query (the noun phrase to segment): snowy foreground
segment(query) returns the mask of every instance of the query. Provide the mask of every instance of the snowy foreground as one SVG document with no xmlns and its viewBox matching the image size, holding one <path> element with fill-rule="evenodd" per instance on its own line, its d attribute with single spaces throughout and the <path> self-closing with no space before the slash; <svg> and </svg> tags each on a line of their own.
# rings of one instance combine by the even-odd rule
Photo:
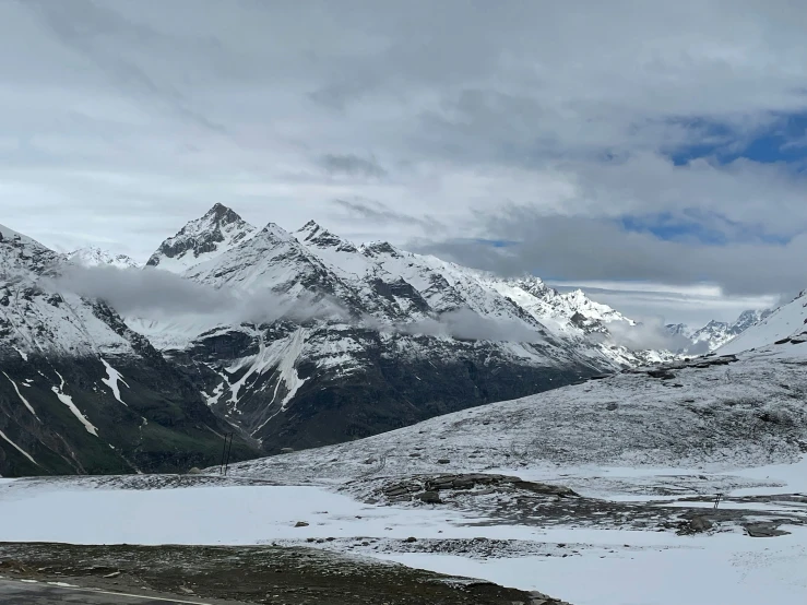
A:
<svg viewBox="0 0 807 605">
<path fill-rule="evenodd" d="M 667 473 L 607 475 L 620 479 L 614 485 L 629 485 Z M 583 474 L 578 472 L 579 477 Z M 807 459 L 744 475 L 779 482 L 784 491 L 807 493 Z M 173 487 L 171 477 L 153 478 L 157 485 L 151 489 L 134 489 L 126 478 L 107 485 L 93 479 L 4 482 L 0 536 L 8 542 L 75 544 L 305 544 L 538 590 L 575 605 L 807 602 L 807 526 L 753 538 L 740 532 L 679 536 L 573 523 L 549 529 L 479 525 L 478 517 L 463 511 L 365 505 L 323 487 L 237 481 Z M 630 495 L 612 496 L 620 500 Z M 783 506 L 774 502 L 770 508 Z M 764 507 L 751 508 L 759 513 Z M 807 507 L 800 510 L 805 514 Z M 309 524 L 295 526 L 300 521 Z M 407 542 L 411 537 L 417 542 Z M 423 551 L 442 543 L 470 547 L 463 554 Z M 420 551 L 413 551 L 413 544 Z M 497 544 L 506 545 L 502 553 L 486 551 Z"/>
<path fill-rule="evenodd" d="M 626 372 L 228 478 L 0 479 L 0 539 L 302 545 L 573 605 L 804 605 L 807 372 L 785 351 Z"/>
</svg>

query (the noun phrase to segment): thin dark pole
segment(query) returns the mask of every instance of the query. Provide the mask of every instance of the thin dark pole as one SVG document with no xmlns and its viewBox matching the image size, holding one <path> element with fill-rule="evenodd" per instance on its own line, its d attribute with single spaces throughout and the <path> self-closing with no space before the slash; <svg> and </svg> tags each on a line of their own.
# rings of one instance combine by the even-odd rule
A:
<svg viewBox="0 0 807 605">
<path fill-rule="evenodd" d="M 224 454 L 227 453 L 227 434 L 224 434 L 224 449 L 222 449 L 222 462 L 218 464 L 218 474 L 224 473 Z"/>
<path fill-rule="evenodd" d="M 229 454 L 233 452 L 233 438 L 235 437 L 234 432 L 229 434 L 229 448 L 227 448 L 227 460 L 224 463 L 224 476 L 227 476 L 227 468 L 229 468 Z"/>
</svg>

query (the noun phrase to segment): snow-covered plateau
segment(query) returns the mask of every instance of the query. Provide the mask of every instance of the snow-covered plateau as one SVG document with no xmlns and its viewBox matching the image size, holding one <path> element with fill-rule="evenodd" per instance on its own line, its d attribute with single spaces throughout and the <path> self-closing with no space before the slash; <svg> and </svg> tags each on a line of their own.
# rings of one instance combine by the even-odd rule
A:
<svg viewBox="0 0 807 605">
<path fill-rule="evenodd" d="M 227 477 L 9 481 L 0 535 L 306 546 L 575 605 L 800 605 L 802 346 L 628 369 Z"/>
</svg>

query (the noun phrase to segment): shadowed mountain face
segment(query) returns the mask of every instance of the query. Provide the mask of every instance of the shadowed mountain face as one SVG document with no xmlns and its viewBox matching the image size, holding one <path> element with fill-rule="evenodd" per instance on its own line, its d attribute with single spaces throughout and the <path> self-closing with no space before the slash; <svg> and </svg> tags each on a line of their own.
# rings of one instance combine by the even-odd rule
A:
<svg viewBox="0 0 807 605">
<path fill-rule="evenodd" d="M 0 227 L 0 474 L 187 471 L 227 425 L 107 305 L 56 292 L 64 259 Z M 234 458 L 254 455 L 244 439 Z"/>
<path fill-rule="evenodd" d="M 189 223 L 150 262 L 170 262 L 164 251 L 182 234 L 217 239 L 211 217 L 227 216 L 239 244 L 205 252 L 182 276 L 287 312 L 176 337 L 166 337 L 169 322 L 127 321 L 165 343 L 211 408 L 268 452 L 365 437 L 663 357 L 609 342 L 612 322 L 632 322 L 580 292 L 500 280 L 387 242 L 356 246 L 315 222 L 295 234 L 257 229 L 230 213 L 216 206 Z"/>
<path fill-rule="evenodd" d="M 84 257 L 2 229 L 1 474 L 187 470 L 215 464 L 230 430 L 234 459 L 349 441 L 670 356 L 615 344 L 633 322 L 581 292 L 313 222 L 258 229 L 221 204 L 143 270 Z M 123 312 L 66 263 L 217 302 Z M 162 286 L 149 292 L 159 307 Z"/>
</svg>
◇ ◇ ◇ ◇ ◇
Trascrivi fedelmente tutte le righe riportate sopra. Lascia fuori dalla risposta le immagini.

• [RISPOSTA ALL'ESERCIZIO]
query (the noun phrase to segment): snowy foreground
segment(query) returns the mask of every instance of the query. Provide the mask of every instance of the snowy foreground as one SVG document with no xmlns and its viewBox matching the image size, holding one <path> element with fill-rule="evenodd" per instance on its own line, its d attribute with single spaces throughout and the <path> self-closing with no space before the slash; <svg> and </svg> tags each on a line of their own.
# rings of one instance combine by the even-odd rule
Photo:
A:
<svg viewBox="0 0 807 605">
<path fill-rule="evenodd" d="M 667 473 L 607 475 L 620 479 L 614 485 L 629 485 Z M 583 474 L 578 472 L 579 477 Z M 807 459 L 744 475 L 779 482 L 784 491 L 807 493 Z M 173 487 L 171 477 L 153 478 L 157 485 L 151 489 L 134 489 L 126 478 L 107 485 L 93 479 L 4 482 L 0 536 L 8 542 L 75 544 L 305 544 L 538 590 L 575 605 L 807 602 L 807 526 L 753 538 L 740 532 L 679 536 L 573 523 L 549 529 L 479 525 L 478 517 L 463 511 L 365 505 L 323 487 L 237 481 Z M 630 495 L 612 496 L 620 500 Z M 783 506 L 774 502 L 770 508 Z M 764 507 L 751 508 L 759 513 Z M 807 507 L 800 510 L 805 514 Z M 309 524 L 295 526 L 300 521 Z M 407 542 L 411 537 L 417 542 Z M 423 551 L 442 543 L 470 547 L 463 554 Z M 420 551 L 413 551 L 413 544 Z M 497 544 L 506 545 L 502 553 L 486 551 Z"/>
<path fill-rule="evenodd" d="M 626 372 L 228 478 L 0 479 L 0 539 L 302 545 L 573 605 L 804 605 L 807 372 L 785 351 Z"/>
</svg>

query (the noun phrase to segment): thin dark pole
segment(query) returns the mask of every instance of the query. Provide the mask of every instance of the thin dark pole as one SVG document with no xmlns and its viewBox matching the image size, holding one <path> element with fill-rule="evenodd" per instance on its own line, its d attribute with single spaces throughout and the <path> self-closing with no space before the slash; <svg> and </svg> tags each on a line of their own.
# rings of one instance combine by the even-odd rule
A:
<svg viewBox="0 0 807 605">
<path fill-rule="evenodd" d="M 224 454 L 227 453 L 227 434 L 224 434 L 224 449 L 222 449 L 222 462 L 218 464 L 218 474 L 224 473 Z"/>
<path fill-rule="evenodd" d="M 229 454 L 233 452 L 233 438 L 235 437 L 234 432 L 229 434 L 229 448 L 227 448 L 227 460 L 224 463 L 224 476 L 227 476 L 227 468 L 229 468 Z"/>
</svg>

query (the noun phrase to segment): snow-covered plateau
segment(query) returns the mask of every instance of the query. Provide the mask of every instance of the snow-covered plateau as one SVG document with no xmlns and its viewBox matching the image size, holding one <path> element with fill-rule="evenodd" per instance on its own line, its d attribute with single spaces throughout and the <path> self-closing with no space before the slash; <svg> and </svg> tags each on a line of their own.
# rings of one instance combine by the even-odd rule
A:
<svg viewBox="0 0 807 605">
<path fill-rule="evenodd" d="M 227 477 L 9 481 L 0 535 L 306 546 L 575 605 L 800 605 L 802 346 L 628 369 Z"/>
</svg>

query (the noun phrase to segment): shadowed mountain face
segment(query) returns the mask of every instance of the query. Provide the mask of every instance of the shadowed mountain face as one SVG document with no xmlns and its viewBox matching the image size, holding one <path> element with fill-rule="evenodd" per instance on its own line, its d attribute with single spaces throughout and the <path> self-closing with no space before the slash; <svg> and </svg> tags each on a line of their own.
# rings of one instance combine by the even-odd rule
A:
<svg viewBox="0 0 807 605">
<path fill-rule="evenodd" d="M 0 227 L 0 474 L 187 471 L 227 425 L 107 305 L 56 292 L 64 259 Z M 234 458 L 254 455 L 244 439 Z"/>
<path fill-rule="evenodd" d="M 189 223 L 150 262 L 170 262 L 164 251 L 182 234 L 217 239 L 211 217 L 227 216 L 239 244 L 205 252 L 182 276 L 287 312 L 176 337 L 166 337 L 169 322 L 127 321 L 165 343 L 211 408 L 268 452 L 365 437 L 663 357 L 609 342 L 612 322 L 632 322 L 580 292 L 500 280 L 387 242 L 356 246 L 315 222 L 295 234 L 257 229 L 230 213 L 216 206 Z"/>
<path fill-rule="evenodd" d="M 84 257 L 2 229 L 1 474 L 187 470 L 215 464 L 230 430 L 234 459 L 349 441 L 670 356 L 615 344 L 633 322 L 581 292 L 313 222 L 258 229 L 221 204 L 143 270 Z M 123 312 L 66 263 L 217 302 Z M 162 286 L 149 292 L 159 307 Z"/>
</svg>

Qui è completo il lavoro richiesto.